─── Dataset records ───
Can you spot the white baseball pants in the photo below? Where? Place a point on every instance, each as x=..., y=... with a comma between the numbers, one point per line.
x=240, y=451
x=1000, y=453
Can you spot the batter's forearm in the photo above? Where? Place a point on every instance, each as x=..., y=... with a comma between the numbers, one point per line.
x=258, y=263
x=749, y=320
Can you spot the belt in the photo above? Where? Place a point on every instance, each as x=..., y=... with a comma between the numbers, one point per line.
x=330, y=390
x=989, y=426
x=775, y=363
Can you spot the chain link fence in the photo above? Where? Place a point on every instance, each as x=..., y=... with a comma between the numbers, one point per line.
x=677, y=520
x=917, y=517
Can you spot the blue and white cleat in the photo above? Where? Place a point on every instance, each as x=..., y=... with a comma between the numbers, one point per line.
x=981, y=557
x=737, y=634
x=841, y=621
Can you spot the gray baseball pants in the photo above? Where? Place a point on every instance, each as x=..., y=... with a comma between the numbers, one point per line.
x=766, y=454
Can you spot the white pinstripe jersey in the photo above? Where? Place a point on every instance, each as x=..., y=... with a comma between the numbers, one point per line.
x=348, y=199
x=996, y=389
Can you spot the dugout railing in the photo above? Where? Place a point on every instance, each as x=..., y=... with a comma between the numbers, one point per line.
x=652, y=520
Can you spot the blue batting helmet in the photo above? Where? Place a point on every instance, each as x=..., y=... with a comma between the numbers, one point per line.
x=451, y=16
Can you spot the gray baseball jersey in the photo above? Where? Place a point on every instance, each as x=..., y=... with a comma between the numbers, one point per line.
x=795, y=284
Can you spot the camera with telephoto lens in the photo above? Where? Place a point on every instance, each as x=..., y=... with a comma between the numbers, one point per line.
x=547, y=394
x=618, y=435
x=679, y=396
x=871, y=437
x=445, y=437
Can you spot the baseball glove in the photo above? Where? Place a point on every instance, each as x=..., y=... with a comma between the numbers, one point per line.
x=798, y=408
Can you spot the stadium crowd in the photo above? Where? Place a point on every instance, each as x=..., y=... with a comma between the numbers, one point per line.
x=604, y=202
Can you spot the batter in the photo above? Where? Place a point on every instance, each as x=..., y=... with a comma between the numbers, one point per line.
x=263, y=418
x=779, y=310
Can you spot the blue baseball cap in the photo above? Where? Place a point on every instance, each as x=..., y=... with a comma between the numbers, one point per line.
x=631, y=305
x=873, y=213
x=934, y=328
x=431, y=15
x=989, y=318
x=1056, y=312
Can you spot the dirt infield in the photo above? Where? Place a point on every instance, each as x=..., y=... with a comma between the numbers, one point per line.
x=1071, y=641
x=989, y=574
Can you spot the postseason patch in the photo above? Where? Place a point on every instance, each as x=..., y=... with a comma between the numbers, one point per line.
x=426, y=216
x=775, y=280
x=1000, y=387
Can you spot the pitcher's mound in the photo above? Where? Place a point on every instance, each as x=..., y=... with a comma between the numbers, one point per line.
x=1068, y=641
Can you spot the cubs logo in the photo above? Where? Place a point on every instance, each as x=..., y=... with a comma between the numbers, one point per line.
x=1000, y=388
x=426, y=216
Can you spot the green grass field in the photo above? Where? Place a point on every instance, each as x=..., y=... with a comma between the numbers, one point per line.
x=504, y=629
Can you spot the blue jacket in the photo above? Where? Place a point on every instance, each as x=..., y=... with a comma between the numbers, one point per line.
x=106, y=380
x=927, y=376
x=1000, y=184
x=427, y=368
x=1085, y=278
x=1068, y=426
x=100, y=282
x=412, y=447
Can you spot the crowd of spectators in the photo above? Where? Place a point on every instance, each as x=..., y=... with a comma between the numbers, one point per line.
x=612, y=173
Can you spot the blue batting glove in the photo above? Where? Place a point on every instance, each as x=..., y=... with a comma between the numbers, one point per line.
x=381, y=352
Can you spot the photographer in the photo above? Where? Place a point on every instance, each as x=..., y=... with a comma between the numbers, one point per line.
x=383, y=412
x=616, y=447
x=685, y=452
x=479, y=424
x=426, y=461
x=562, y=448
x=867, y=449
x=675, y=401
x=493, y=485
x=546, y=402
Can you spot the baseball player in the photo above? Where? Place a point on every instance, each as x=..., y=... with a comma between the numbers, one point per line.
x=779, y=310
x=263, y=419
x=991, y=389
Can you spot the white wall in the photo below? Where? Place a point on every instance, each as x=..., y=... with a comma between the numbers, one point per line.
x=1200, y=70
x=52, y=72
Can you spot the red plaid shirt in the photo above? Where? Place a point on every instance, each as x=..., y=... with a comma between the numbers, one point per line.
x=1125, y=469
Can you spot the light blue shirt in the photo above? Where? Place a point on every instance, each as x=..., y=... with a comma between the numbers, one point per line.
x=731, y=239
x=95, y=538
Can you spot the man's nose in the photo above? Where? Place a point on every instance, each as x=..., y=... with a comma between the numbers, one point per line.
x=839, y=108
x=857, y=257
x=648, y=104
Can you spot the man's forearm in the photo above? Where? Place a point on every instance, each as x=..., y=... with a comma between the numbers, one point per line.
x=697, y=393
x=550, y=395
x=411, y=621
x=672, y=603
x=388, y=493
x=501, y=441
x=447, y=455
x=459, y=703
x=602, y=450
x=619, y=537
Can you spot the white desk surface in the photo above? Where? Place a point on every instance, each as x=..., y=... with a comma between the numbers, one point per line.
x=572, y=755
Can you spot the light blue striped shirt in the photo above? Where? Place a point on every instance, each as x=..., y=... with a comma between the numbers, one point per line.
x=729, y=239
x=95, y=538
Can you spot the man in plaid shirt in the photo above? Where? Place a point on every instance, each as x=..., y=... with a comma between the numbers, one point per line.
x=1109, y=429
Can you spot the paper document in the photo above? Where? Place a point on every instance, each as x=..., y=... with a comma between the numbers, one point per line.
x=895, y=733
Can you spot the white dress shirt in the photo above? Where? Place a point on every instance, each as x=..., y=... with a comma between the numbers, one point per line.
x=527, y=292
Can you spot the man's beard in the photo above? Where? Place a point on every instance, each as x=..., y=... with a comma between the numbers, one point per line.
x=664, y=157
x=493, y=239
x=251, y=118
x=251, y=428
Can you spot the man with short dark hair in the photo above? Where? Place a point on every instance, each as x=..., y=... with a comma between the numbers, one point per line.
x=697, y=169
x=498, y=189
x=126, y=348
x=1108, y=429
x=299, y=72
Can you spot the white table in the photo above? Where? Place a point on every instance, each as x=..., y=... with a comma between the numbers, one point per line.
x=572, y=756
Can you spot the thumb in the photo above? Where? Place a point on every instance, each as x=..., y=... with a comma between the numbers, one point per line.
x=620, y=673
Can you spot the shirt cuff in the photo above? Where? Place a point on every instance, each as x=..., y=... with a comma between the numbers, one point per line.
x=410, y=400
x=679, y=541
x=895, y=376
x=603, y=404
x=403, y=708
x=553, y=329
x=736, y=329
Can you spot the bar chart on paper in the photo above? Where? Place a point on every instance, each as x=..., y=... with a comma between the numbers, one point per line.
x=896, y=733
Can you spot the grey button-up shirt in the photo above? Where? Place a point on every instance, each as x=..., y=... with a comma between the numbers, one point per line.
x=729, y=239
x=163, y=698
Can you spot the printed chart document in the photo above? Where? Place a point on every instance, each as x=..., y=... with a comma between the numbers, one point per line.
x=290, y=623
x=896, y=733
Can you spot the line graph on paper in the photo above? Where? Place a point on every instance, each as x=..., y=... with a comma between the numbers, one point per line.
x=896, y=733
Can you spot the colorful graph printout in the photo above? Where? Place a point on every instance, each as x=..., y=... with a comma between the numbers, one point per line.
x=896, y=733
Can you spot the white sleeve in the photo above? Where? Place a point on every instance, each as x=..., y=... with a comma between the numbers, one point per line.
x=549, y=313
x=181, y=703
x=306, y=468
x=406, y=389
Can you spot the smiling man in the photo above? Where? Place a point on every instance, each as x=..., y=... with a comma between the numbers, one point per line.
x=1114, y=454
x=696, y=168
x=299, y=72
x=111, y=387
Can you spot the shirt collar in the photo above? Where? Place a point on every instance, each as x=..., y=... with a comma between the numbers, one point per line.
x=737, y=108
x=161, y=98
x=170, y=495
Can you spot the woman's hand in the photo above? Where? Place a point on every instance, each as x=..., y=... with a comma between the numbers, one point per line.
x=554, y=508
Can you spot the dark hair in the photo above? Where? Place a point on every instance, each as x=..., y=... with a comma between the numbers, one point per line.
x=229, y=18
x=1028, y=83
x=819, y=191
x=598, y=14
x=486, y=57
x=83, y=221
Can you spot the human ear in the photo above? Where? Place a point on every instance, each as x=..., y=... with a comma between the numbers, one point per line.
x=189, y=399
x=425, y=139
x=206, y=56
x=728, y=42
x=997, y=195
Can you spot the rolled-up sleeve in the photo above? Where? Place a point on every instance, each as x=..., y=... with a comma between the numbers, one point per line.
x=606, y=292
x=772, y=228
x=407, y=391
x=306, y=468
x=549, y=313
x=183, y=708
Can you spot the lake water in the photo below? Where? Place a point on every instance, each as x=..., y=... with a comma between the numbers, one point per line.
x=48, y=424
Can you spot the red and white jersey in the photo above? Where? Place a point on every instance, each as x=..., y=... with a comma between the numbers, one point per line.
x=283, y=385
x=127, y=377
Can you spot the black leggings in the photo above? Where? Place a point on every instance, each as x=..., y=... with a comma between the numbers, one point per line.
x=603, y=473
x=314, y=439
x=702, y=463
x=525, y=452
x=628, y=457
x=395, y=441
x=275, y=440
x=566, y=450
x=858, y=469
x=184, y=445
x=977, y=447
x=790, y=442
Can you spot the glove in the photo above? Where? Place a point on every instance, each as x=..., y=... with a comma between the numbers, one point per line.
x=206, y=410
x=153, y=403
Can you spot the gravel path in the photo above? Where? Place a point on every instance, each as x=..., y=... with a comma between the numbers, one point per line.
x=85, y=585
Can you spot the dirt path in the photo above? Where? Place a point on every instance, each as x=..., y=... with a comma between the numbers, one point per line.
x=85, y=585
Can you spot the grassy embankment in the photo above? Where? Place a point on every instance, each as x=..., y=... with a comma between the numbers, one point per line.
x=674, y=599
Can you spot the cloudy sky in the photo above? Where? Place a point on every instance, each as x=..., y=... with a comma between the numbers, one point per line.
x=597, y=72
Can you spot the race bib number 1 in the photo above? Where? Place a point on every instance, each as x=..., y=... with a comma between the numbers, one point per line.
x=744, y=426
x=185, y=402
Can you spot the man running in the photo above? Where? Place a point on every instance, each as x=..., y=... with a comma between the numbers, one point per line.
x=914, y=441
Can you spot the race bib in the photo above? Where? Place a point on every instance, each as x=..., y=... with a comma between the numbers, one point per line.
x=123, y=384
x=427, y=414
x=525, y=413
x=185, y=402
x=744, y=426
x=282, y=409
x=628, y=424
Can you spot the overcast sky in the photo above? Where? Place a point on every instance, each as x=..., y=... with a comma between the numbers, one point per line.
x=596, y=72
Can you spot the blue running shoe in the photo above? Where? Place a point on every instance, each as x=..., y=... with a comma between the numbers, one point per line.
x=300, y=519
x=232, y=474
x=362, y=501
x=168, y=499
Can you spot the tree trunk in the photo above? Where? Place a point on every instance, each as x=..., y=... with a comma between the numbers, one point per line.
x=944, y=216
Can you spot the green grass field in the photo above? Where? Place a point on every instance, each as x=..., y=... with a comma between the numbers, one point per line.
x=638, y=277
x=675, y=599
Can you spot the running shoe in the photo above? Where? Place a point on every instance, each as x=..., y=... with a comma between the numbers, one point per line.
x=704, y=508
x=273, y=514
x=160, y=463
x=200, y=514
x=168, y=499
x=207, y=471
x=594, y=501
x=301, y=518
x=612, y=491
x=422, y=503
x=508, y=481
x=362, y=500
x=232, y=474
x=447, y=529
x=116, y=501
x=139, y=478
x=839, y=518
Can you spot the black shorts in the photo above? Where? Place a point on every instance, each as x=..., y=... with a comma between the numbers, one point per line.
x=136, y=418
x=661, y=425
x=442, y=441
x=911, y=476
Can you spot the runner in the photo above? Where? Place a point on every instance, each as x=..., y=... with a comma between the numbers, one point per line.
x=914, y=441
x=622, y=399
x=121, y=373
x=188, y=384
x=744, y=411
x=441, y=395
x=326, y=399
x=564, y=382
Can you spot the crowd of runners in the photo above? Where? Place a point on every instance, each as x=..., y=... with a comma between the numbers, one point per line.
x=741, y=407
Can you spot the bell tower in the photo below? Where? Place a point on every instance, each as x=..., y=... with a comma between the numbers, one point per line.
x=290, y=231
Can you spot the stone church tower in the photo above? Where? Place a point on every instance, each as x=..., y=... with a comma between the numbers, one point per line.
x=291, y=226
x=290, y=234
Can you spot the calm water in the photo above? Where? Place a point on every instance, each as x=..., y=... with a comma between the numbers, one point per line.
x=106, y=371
───
## [What this task involves]
Rewrite the listing from its first line through the line containing "x=917, y=517", both ends included, keeping the requests unchanged. Multiply each coordinate in the answers by 0.45 and round to a whole number, with halves rounding up.

## [Output for this task]
Can you spot the white baseball pants in the photo below? Where? Place a point on every instance, each as x=..., y=... with a comma between the numbers, one point per line.
x=108, y=203
x=450, y=204
Can you spot the batter's forearm in the photo above? Where? Place a point on every instance, each as x=..., y=... with a comma between the numbers, one point per line.
x=116, y=118
x=337, y=144
Can you spot the belt in the photo above? Where? Place a point on every instance, each as x=..., y=... with a comma between the numbers, one point per line.
x=149, y=176
x=445, y=192
x=349, y=163
Can you spot the chain link fence in the photo above? Where? Place a point on every instance, each as x=..., y=... with a comma between the numbers, one point per line.
x=305, y=234
x=413, y=233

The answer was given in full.